## RAW RECORDS
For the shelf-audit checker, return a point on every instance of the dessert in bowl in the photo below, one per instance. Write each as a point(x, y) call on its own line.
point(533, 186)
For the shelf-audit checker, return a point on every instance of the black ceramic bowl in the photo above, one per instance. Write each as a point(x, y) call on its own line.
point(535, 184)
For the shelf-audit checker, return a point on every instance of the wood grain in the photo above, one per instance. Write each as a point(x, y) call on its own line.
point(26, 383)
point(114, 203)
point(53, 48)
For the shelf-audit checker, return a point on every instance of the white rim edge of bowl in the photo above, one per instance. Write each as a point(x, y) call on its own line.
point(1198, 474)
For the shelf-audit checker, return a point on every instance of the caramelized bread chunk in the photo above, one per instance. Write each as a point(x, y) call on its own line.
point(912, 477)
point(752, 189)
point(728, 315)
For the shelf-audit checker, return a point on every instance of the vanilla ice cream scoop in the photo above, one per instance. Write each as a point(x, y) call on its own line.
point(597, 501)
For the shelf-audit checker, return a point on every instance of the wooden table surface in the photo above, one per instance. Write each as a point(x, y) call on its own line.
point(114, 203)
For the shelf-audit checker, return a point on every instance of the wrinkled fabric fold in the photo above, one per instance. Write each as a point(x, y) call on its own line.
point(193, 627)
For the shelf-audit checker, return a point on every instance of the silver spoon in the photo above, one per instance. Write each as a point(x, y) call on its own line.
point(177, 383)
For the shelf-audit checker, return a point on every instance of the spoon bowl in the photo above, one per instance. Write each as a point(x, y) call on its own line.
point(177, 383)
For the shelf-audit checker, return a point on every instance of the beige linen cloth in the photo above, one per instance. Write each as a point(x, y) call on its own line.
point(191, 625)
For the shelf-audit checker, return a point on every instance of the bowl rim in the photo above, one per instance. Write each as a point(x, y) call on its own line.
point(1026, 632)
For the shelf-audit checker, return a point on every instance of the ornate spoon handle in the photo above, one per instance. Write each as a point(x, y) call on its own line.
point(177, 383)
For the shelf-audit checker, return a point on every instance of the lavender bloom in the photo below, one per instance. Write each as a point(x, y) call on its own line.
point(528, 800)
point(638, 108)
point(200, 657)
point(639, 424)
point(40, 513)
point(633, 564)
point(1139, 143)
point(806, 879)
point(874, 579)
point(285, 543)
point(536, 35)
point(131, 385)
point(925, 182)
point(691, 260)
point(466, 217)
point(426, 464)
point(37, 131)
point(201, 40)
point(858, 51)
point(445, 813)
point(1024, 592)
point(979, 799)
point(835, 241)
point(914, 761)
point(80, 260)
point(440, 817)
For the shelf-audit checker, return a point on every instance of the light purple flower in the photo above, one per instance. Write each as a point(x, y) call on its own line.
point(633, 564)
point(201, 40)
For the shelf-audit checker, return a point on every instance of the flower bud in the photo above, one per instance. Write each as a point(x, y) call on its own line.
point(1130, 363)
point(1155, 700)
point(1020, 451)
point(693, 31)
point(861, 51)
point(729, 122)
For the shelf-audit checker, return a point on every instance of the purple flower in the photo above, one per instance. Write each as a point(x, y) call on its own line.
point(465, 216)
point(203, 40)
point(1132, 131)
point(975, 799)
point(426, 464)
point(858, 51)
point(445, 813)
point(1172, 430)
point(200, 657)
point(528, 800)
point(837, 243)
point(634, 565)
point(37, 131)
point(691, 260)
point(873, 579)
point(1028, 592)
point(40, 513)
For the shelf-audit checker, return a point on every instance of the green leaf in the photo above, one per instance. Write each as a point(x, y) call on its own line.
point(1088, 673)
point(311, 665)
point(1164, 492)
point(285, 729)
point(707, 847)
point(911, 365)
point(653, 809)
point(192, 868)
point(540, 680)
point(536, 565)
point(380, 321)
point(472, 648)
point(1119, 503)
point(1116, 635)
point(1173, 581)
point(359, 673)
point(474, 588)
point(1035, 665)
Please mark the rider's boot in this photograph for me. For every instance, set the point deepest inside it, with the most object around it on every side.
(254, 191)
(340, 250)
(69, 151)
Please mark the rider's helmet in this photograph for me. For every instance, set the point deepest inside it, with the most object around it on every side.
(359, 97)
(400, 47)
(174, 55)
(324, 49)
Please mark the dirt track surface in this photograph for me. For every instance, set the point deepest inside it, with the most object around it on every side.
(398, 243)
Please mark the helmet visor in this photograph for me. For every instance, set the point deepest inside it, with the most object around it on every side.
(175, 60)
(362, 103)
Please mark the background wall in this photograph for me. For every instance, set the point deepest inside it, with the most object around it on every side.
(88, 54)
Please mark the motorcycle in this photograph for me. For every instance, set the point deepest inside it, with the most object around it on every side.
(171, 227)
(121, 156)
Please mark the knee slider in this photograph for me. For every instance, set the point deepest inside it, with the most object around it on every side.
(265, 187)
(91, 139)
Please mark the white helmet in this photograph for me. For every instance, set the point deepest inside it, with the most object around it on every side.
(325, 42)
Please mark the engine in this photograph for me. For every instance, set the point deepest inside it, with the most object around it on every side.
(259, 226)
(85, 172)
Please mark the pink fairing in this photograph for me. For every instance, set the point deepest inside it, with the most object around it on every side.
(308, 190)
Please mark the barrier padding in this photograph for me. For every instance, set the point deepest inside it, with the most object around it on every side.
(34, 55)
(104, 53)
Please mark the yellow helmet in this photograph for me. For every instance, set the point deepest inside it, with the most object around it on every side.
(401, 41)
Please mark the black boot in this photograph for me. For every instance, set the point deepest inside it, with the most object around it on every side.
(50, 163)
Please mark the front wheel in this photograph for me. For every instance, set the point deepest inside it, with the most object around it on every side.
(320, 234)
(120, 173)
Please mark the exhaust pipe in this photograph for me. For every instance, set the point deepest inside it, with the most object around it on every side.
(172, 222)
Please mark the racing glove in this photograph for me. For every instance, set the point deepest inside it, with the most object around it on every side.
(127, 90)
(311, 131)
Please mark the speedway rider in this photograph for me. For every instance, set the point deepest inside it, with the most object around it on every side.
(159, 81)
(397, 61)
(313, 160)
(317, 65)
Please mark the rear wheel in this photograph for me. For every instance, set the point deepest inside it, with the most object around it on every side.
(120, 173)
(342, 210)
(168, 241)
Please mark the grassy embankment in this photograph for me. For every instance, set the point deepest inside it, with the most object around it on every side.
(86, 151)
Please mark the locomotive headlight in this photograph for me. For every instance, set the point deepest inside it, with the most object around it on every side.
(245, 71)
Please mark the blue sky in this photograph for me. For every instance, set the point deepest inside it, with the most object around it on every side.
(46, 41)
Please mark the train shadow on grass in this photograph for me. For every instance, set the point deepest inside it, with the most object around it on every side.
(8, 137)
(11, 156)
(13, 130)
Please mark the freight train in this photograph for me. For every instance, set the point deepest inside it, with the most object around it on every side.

## EXERCISE PROMPT
Please reproduce every one of the lines above word for word.

## EXERCISE RESPONSE
For the shelf-audit checker, return a point on every instance of the dessert in bowl in the photo below, one per instance. Write each as a point(x, y) call on its own line.
point(533, 186)
For the shelf-audit checker, return a point on every instance of the black ceramic bowl in the photo above, one per instance. Write each as a point(x, y) call on its own line.
point(535, 184)
For the shelf-audit checker, return a point on every instance of the wood grain in the photo above, one per instance. Write each as a point(x, y) call on its own line.
point(26, 383)
point(114, 203)
point(53, 48)
For the shelf-audit checker, return a point on every instance of the white rim edge of bowl in the photo above, one per instance. Write each as a point(x, y) call on its own line.
point(1198, 474)
For the shelf-audit checker, return a point on every instance of the caramelized bread chunk in the photo above, one per instance. Write each as a point(x, y) call on its own line.
point(912, 477)
point(752, 189)
point(728, 315)
For the shelf-audit checker, return a point on every instance of the vanilla ice cream scoop in the photo above, one per instance. Write each as a point(x, y) call on its own line.
point(597, 501)
For the shelf-audit checker, return a point on every instance of the wooden table surface in the photo above, one per instance. Write each as a point(x, y) call on its own line.
point(114, 203)
For the shelf-audit checker, return a point on every instance of the wrinkled fabric fold in the photo above, one per instance. Write each as a point(x, y) call on its own line.
point(193, 627)
For the shelf-audit checker, return a point on every instance of the silver spoon in the photo above, one per instance. Write each as a point(x, y) call on its own line.
point(177, 383)
For the shelf-audit checker, return a point on every instance of the spoon bowl in the photo above, one per instance. Write each as a point(x, y) call on its own line.
point(177, 383)
For the shelf-audit checker, return a point on every instance of the beige linen cloth in the photo above, one per instance. Write each as a point(x, y) call on its own line.
point(191, 625)
For the shelf-audit checker, return a point on every instance of the bowl rim in the photo above, one per instance. Write each as a point(x, y) call on its own line.
point(1026, 632)
For the shelf-audit checker, return a point on every instance of the ornate spoon handle in the photo above, one per instance. Write each as a point(x, y) call on its own line.
point(177, 383)
For the shelf-audit checker, return a point on every instance of the lavender bloom in the photo below, one per instance. Write each as a point(x, y) call on its own line.
point(528, 800)
point(638, 108)
point(200, 657)
point(639, 424)
point(40, 513)
point(633, 564)
point(1139, 143)
point(806, 879)
point(874, 579)
point(285, 543)
point(536, 35)
point(131, 385)
point(925, 182)
point(691, 260)
point(466, 217)
point(426, 464)
point(37, 131)
point(201, 40)
point(858, 51)
point(445, 813)
point(1024, 592)
point(979, 799)
point(835, 241)
point(914, 761)
point(80, 260)
point(440, 817)
For the shelf-audit checker, return a point on every instance of the light purple flower in the photo above, one per instance. Write each as a point(x, y) call on its own line.
point(633, 564)
point(201, 40)
For the shelf-audit checker, return a point on every instance of the flower bud in the photo above, one per instance. Write each as a point(x, y) call on its own line.
point(1130, 363)
point(1155, 700)
point(1020, 451)
point(693, 31)
point(861, 51)
point(729, 122)
For the shelf-audit checker, return a point on every instance of the purple flower in the photo above, one per instance. Write each as a point(x, y) call on its own line.
point(465, 216)
point(203, 40)
point(1132, 131)
point(975, 799)
point(426, 464)
point(858, 51)
point(445, 813)
point(1172, 430)
point(200, 657)
point(528, 800)
point(837, 243)
point(634, 565)
point(37, 131)
point(691, 260)
point(873, 579)
point(1028, 592)
point(40, 513)
For the shelf-audit checker, return a point on every instance of the green leaf in the photo above, one per instance. Write each as a point(x, y) call on its own line.
point(1088, 673)
point(311, 665)
point(1164, 492)
point(285, 729)
point(707, 847)
point(911, 365)
point(653, 809)
point(192, 868)
point(540, 680)
point(536, 565)
point(380, 321)
point(472, 648)
point(1119, 503)
point(1116, 635)
point(1173, 581)
point(359, 673)
point(474, 588)
point(1035, 665)
Please mark the rider's boot in this photograph for me. For every instance, set the point deepest inside it, with the most object around it on every side.
(254, 191)
(340, 250)
(69, 151)
Please mark the rider's helmet in this photograph for me. For every instance, set the point deepest inside it, with the most object around it on every side.
(359, 97)
(400, 47)
(174, 55)
(324, 49)
Please mark the dirt track surface in this photograph for me. For every instance, set the point deepest inside it, with the most object around it on every side.
(398, 243)
Please mark the helmet visor in this photograph for me. For every instance, set the point deepest inside it, with the most object around it on every side.
(175, 60)
(362, 103)
Please mark the background wall in this photograph for me. For every instance, set the point deepest inside it, with the most object around it on every side.
(88, 54)
Please mark the motorcycle in this photograph for me. For every instance, set the point deepest inside it, with the most object around it on every side.
(171, 227)
(121, 156)
Please mark the knee slider in this photograph for me. For every instance, set the point deepest inside it, with the most object around it on every side.
(265, 187)
(91, 139)
Please mark the white helmet in this photograph for me. For every instance, set the point deepest inside it, with the most object around it on every side.
(325, 42)
Please mark the engine in this photograph for me. For every instance, set the point deepest inside it, with the most object around it on every side.
(259, 226)
(85, 172)
Please mark the pink fairing in this photograph for me. For every instance, set the point deepest inside it, with the most object around it on every side.
(308, 190)
Please mark the barrier padding in this photograph for me. For every instance, set the point deepest inside it, with the most object around it on every side.
(34, 55)
(104, 53)
Please mark the yellow helmet in this photograph for me. For every instance, set the point deepest inside it, with the most object around it on every side.
(401, 41)
Please mark the black boot in this photograph for me. For every instance, set the point deepest inside it, with the most object around it on every side.
(50, 163)
Please mark the front wheel in this photograph for me. For every instance, set the point deepest inside it, with the most object around it on every side.
(320, 234)
(120, 173)
Please mark the exhaust pipe in this photograph for me. For every instance, set the point deepest inside it, with the most object around it on every side.
(172, 222)
Please mark the racing glove in this photograph for me. For every instance, set the point deepest inside it, with the most object around it on every side.
(127, 90)
(311, 131)
Please mark the speedway rider in this photograph for me. For every instance, set the point deepest inside it, with the most object around it on every side.
(159, 81)
(397, 61)
(313, 160)
(317, 65)
Please mark the rear wheel in this photograph for me. For every instance, set the point deepest inside it, with the most object around it on every side.
(120, 173)
(342, 210)
(168, 241)
Please mark the grassy embankment in this photograph for me. For every instance, set the point deepest inside it, with the most object around it on every side.
(86, 151)
Please mark the locomotive headlight in this photograph for me. For every instance, set the point deepest inside it, with the most object around it on every side.
(245, 71)
Please mark the blue sky in this photograph for me. For every instance, set the point deepest inside it, with the most object around it on every side.
(46, 41)
Please mark the train shadow on grass in this photograph for me. For every instance, set the point deepest inside it, with the most object around it on every side.
(8, 137)
(11, 156)
(13, 130)
Please mark the freight train in this photograph for me. For every instance, set the point deepest inside it, with the most object around it on every side.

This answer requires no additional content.